Data listing:
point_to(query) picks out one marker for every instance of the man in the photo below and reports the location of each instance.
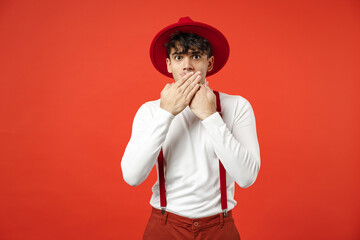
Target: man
(202, 141)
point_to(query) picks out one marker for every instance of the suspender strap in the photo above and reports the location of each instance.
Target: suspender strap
(222, 172)
(162, 182)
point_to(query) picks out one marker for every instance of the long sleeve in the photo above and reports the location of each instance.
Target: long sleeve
(238, 150)
(150, 126)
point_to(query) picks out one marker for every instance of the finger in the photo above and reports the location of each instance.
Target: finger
(189, 81)
(191, 94)
(191, 85)
(183, 79)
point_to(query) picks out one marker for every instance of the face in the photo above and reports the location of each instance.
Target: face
(181, 63)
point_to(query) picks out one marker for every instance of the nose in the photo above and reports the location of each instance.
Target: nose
(187, 64)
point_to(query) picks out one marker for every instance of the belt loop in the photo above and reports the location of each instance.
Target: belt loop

Directions for this task: In the records above, locate the line that contains "of the suspender". Repeat it and every line after it, exactly, and nothing else.

Result of this exercise:
point_to(query) picks out one marker for every instance of the suspender strap in the photo above and reports the location of each instance.
Target: suspender strap
(222, 172)
(162, 182)
point_to(query) picks out one marker for every instance of the long sleeve in the photo above and reports the location of each instance.
Target: long sleeve
(238, 150)
(150, 126)
point_to(query) picks out one marker for every instance of the finger in the photo above and reports the location of each instance.
Target: finger
(189, 81)
(191, 94)
(191, 85)
(183, 79)
point_to(query) picks out one marker for every instance of the face in the photo above and reports the location of each instance.
Target: face
(181, 63)
point_to(query) picks out one marker for every instance of the nose in the photo above and reports the location of each instance.
Target: nose
(187, 64)
point_to(query) picks out one marker for every instance of the belt loop in the photo above and reports the location of each instance.
Target: belt loop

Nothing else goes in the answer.